WHAT IS ASKED: Extract the text of every entry below exactly; leave images out.

MATERIAL:
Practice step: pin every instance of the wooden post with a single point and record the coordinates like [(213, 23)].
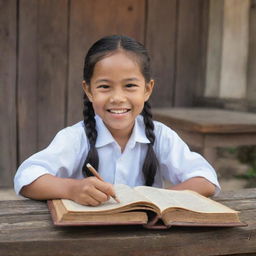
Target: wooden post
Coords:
[(8, 61), (227, 51)]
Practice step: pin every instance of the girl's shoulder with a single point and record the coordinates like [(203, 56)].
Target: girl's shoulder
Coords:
[(163, 131), (74, 132)]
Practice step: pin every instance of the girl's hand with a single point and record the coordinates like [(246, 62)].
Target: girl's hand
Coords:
[(91, 191)]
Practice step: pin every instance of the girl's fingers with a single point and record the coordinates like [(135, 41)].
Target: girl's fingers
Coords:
[(98, 195), (105, 187)]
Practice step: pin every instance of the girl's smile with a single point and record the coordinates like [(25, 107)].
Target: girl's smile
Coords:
[(118, 91)]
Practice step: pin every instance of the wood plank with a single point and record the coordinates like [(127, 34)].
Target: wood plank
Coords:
[(251, 88), (188, 52), (235, 49), (203, 34), (214, 48), (161, 42), (52, 68), (205, 120), (89, 21), (8, 37), (28, 230), (27, 79)]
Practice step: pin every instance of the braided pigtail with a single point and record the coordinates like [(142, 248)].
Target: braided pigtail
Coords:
[(91, 133), (151, 163)]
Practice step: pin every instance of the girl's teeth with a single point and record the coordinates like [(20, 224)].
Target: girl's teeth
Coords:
[(118, 111)]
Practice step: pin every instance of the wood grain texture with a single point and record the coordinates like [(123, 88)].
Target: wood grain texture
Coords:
[(188, 52), (89, 21), (52, 68), (8, 60), (27, 88), (205, 120), (161, 43), (26, 229)]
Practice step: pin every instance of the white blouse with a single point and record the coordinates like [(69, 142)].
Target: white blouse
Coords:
[(65, 156)]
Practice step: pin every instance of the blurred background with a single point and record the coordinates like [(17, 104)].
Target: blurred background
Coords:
[(203, 54)]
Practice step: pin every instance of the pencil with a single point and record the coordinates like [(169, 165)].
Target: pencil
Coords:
[(96, 174)]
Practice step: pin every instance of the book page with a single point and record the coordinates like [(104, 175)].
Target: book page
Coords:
[(165, 198), (126, 195)]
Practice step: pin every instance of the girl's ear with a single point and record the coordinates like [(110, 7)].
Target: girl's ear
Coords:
[(149, 89), (87, 90)]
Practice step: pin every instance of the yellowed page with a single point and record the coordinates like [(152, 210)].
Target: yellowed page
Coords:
[(187, 199), (125, 194)]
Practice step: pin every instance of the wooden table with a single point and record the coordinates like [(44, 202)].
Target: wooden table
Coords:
[(207, 129), (26, 229)]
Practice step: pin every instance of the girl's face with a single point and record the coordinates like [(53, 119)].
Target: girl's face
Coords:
[(118, 91)]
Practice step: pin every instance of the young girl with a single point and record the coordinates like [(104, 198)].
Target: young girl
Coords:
[(117, 137)]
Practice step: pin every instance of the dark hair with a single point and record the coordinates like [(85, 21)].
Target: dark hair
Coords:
[(99, 50)]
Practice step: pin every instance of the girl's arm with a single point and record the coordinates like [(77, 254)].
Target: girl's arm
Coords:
[(88, 191), (198, 184)]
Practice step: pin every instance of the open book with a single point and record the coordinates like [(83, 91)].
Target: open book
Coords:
[(149, 206)]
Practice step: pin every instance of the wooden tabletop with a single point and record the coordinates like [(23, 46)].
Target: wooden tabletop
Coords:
[(207, 120), (26, 229)]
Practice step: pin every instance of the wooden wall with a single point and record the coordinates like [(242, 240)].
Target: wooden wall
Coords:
[(43, 44)]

RESULT OF THIS TASK:
Practice step: pin every instance of the wooden post with a single point and record the coordinates like [(213, 23)].
Target: wooden post
Coords:
[(8, 61), (227, 51)]
Practice step: pin every instance of the girl's shoulder with a single point and record the coordinates like [(203, 56)].
Target: girl's shoulder
Coords:
[(163, 131), (74, 132)]
Practice step: pin every instance of the girl's hand with a single point and record the coordinates like [(246, 62)].
Target: girl's hand
Coords:
[(91, 191)]
Practice step: pin every instance of the girl's fingers with a single point and record the coordinates like [(135, 41)].
Target: girl's fingers
Coords:
[(98, 195), (105, 187)]
Practice step: pin every instance of the girl's smile with a single point and record the coordinates like [(25, 107)].
Target: girl's smile
Coords:
[(118, 91)]
Practice step: pin every instance of the wood plank with a single point and record the coordinates like [(127, 34)].
Target: wood plank
Coords:
[(251, 88), (188, 52), (235, 49), (203, 34), (214, 48), (161, 42), (52, 68), (205, 120), (89, 21), (8, 37), (28, 230), (27, 79)]
Practice step: pin every instance of the braided pigtail with a single point and record the coordinates like [(142, 248)].
Target: braided pigtail
Coords:
[(91, 133), (151, 163)]
Practice step: pin every instance of the girl's teeth with a single point and record the coordinates like [(20, 224)].
Target: girl's teeth
Coords:
[(118, 111)]
Practice step: pin every instance of the wood grain texture with a single point and record the coordinates like [(123, 88)].
Target: wood grain texture
Coords:
[(188, 52), (89, 21), (52, 68), (8, 60), (27, 88), (205, 120), (161, 43), (26, 229)]
Practice step: pin every instance of the white blouse with a single point and record the coordinates like [(69, 142)].
Target: white blouse
Coords:
[(65, 156)]
Practice step: pin every instance of the blurred background with a single point and record the coordinates like [(17, 104)].
Target: blurred background
Coords:
[(203, 54)]
Practice step: pin every instance of the pencil with a single point and record the coordinates like [(169, 165)].
Target: pencil
Coords:
[(96, 174)]
Practice step: pin every instance of the book page with a single point and record the coordinates like [(104, 175)].
Target: book page
Coords:
[(165, 198), (126, 195)]
Practice step: pin every instance of the girl's ear with a single point and record the coordinates like [(110, 7)].
Target: girl's ear
Coords:
[(149, 89), (87, 90)]
Practice step: pin every instance of the yellowed page with a single point and record the coordinates like [(152, 210)].
Target: yellowed page
Coords:
[(187, 199), (125, 194)]
Practice step: pin every instance of the wooden table with a single point and record the coordinates like [(44, 202)].
Target: wooden table
Coords:
[(207, 129), (26, 229)]
Practice step: pin every instance of the girl's face with a single point and record the coordinates like [(53, 119)].
Target: girl's face
Coords:
[(118, 91)]
Practice step: pin every instance of the young girl with a single point and record the coordinates like [(104, 198)].
Target: young girl
Coords:
[(117, 137)]
Practice step: pin every instance of the dark hair with a single point and record the coordinates like [(85, 21)].
Target: dark hair
Coords:
[(99, 50)]
Practice step: pin every instance of the girl's arm with a single point and record the coordinates like [(77, 254)].
Target: girl's arm
Coords:
[(88, 191), (198, 184)]
Practice step: pin every instance of the open book with a single point and record the coordinates like [(83, 91)].
Target: open book
Coords:
[(149, 206)]
Practice step: pin every instance of the wooden tabletop with a single point and record the coordinates like [(23, 46)].
Target: wooden tabletop
Coords:
[(207, 120), (26, 229)]
Practice step: pin every instance of the wooden wall with a single point and record the coordinates like [(242, 240)].
Target: wooden wall
Coords:
[(43, 44)]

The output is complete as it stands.